Stored data
- - -
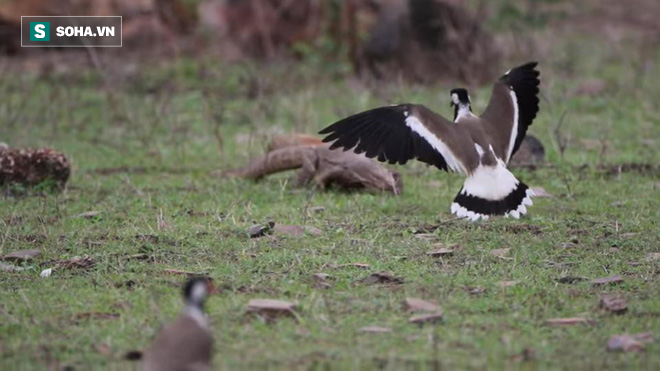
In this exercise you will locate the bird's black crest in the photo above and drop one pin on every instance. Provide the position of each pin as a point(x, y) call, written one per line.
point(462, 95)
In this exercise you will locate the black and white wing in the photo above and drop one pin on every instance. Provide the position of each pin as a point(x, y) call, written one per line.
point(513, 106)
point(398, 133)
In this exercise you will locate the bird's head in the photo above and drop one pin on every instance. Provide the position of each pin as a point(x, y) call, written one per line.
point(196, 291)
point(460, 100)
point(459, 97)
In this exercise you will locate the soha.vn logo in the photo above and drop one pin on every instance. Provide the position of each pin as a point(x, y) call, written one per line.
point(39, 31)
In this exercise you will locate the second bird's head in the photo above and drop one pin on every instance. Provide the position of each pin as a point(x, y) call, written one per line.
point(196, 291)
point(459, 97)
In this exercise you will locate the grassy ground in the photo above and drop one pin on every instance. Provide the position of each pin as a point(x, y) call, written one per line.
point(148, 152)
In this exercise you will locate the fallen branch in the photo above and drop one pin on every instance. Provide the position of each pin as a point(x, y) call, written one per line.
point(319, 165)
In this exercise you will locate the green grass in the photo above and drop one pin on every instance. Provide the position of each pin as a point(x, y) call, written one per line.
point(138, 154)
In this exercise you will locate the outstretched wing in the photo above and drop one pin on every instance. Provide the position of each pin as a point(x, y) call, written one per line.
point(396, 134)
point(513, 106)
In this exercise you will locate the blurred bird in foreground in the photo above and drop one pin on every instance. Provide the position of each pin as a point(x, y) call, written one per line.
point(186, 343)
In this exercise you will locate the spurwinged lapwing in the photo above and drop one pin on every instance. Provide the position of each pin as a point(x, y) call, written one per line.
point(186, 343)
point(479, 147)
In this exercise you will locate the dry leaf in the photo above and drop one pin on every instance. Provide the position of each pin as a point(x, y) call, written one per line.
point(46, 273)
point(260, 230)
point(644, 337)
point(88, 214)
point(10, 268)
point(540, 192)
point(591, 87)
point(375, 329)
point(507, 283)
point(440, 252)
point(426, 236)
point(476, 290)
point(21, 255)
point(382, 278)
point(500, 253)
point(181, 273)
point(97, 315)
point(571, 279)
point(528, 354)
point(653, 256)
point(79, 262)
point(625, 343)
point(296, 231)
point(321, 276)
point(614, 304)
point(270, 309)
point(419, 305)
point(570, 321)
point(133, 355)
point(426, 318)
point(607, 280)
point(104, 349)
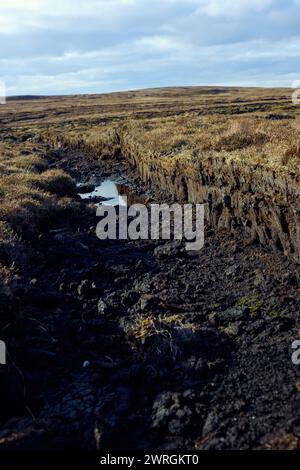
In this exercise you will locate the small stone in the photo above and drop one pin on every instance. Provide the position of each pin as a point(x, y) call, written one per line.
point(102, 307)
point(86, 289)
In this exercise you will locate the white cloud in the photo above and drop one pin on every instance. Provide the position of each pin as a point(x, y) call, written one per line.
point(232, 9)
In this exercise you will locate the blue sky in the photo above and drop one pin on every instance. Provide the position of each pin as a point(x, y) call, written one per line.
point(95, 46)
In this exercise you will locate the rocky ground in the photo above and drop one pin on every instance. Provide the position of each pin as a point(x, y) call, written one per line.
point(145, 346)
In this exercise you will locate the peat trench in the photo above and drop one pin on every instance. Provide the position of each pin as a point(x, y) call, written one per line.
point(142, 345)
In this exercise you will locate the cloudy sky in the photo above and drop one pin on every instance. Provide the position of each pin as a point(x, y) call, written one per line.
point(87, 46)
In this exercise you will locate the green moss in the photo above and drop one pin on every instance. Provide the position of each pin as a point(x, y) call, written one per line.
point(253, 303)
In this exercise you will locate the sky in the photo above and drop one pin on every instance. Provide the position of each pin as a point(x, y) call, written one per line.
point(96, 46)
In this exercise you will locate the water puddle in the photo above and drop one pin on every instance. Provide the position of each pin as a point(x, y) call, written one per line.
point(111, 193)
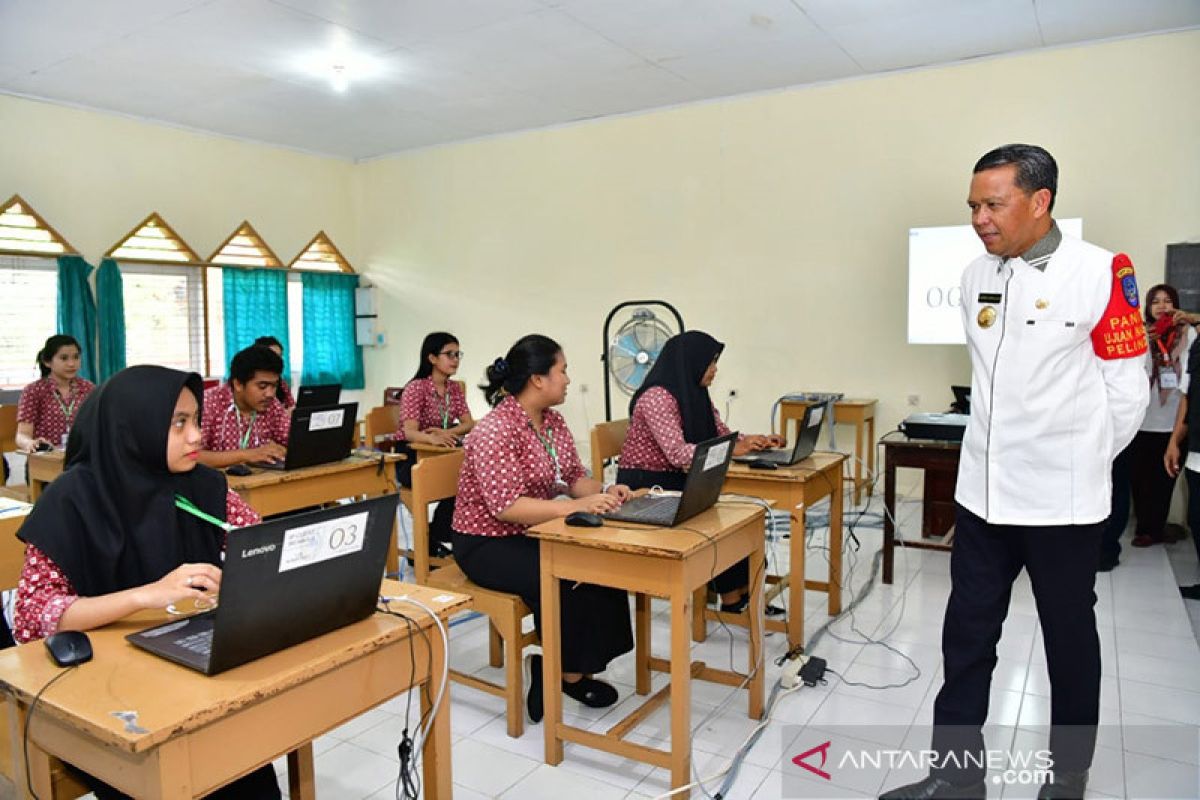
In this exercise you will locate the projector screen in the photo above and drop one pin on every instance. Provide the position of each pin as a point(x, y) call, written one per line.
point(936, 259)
- - -
> STATED EXERCISE: Format every line of the material above as a numbered list, skipping blank lines. Leave the pictures out.

> FINAL ANSWER:
1. In this exercise you will locate the bird's black crest in the photo above and drop one pin on every instance. Provide the position of each pin as a point(x, y) call, written one per line.
2. point(462, 95)
3. In this exercise you will locate the black and white wing in the photo above and drop one pin on every instance. Provide the position of each pin as a point(x, y) call, written one per line.
4. point(513, 106)
5. point(398, 133)
6. In this exercise you will locate the bird's head in the photo above and drop one pin on every instance. Provide the position of each pin as a point(x, y) call, written one per line.
7. point(196, 291)
8. point(460, 100)
9. point(459, 97)
10. In this exercise you will locate the soha.vn logo in the photo above and drop one pin on every instance. Provide the position of each pin as a point(x, y) call, written one per line.
11. point(39, 31)
12. In this exercise you will locate the second bird's head in the photo above and drop one pin on every instance. Provide the position of each pin as a point(x, y) call, written one per line.
13. point(196, 291)
14. point(459, 97)
15. In this exercise you will locate the grassy ground in the photo above and drop one pin on every instance. Provide the position of each pin as a point(x, y) call, written one per line.
16. point(148, 152)
17. In this exercise you will locate the fallen branch in the photo above and drop one pin on every instance. Provide the position of each pin as a point(x, y) call, written one per line.
18. point(319, 165)
19. In this exercise you will locate the green grass in the photo above and drop one pin on every instance. Provide the position of each pin as a point(x, y) call, written one per line.
20. point(138, 154)
21. In this exercise you will locate the outstretched wing in the photo above and drop one pin on every instance. Provide the position of each pin as a point(x, y) call, written one per line.
22. point(396, 134)
23. point(513, 106)
24. In this exercise you will locate the blurred bird in foreground in the photo above and drop one pin on every instance. Provide the position of each pin as a point(x, y) call, written one per line.
25. point(186, 343)
26. In this exercise you will locate the spurwinged lapwing in the photo above and drop one pin on every instance. Provide the position of each pin as a point(x, y) call, written one per line.
27. point(186, 343)
28. point(479, 147)
29. In this exercise you will locate the dry leaf in the photo above and drop one pin on every instance. Provide the position of each pin as a point(x, y) call, written one per line.
30. point(46, 273)
31. point(260, 230)
32. point(644, 337)
33. point(88, 214)
34. point(10, 268)
35. point(540, 192)
36. point(591, 87)
37. point(375, 329)
38. point(507, 283)
39. point(440, 252)
40. point(426, 236)
41. point(476, 290)
42. point(21, 255)
43. point(382, 278)
44. point(500, 253)
45. point(181, 273)
46. point(97, 315)
47. point(571, 279)
48. point(528, 354)
49. point(653, 256)
50. point(79, 262)
51. point(625, 343)
52. point(296, 231)
53. point(321, 276)
54. point(614, 304)
55. point(270, 309)
56. point(419, 305)
57. point(570, 321)
58. point(133, 355)
59. point(426, 318)
60. point(607, 280)
61. point(104, 349)
62. In this exercise you will locate the small stone in the photo above and drop one pin on every instance. Provide the position of each pin as a point(x, y) call, written one per line.
63. point(102, 307)
64. point(86, 289)
65. In this exercise you will locate the white cloud in the photo above and drop one pin on every instance. Provide the position of each pin as a point(x, y) call, written one per line.
66. point(232, 9)
67. In this exercise you will locate the blue sky in the photo above and drop one pin on every instance. Provide the position of each pin as a point(x, y) call, written one per line.
68. point(95, 46)
69. In this exercise you will locate the rocky ground in the photo above and drop one pin on every instance. Provide the position of each pin as a point(x, y) call, written one per line.
70. point(145, 346)
71. In this exercise you will locate the peat trench in the photo above and drop one pin on every instance. Provide the position of each pin as a point(x, y) call, written one per line.
72. point(142, 345)
73. In this exercise you will locate the cloudy sky in the photo above and drop one pin on every instance. Provide the position of each pin as a point(x, y) call, written one per line.
74. point(87, 46)
75. In this exercise you will locate the green moss in the photo above and drop one pin on every instance. Provide the position of each pin as a point(x, y) call, written one per line.
76. point(253, 303)
77. In this exercise you will locate the sky in the photo above and drop one pin on every instance. Provide the position of each pin as a point(x, y) call, written one per line.
78. point(96, 46)
79. In this exercise you will locate the water puddle in the photo above and drop one pin on every instance. Provide the position of each pin as a point(x, y) call, written one per line.
80. point(111, 193)
81. In this exercise you will locate the projector screen in the photo above and drop one pin on every instance. Provide the position of each pin as a point(x, y) call, written one per line.
82. point(936, 259)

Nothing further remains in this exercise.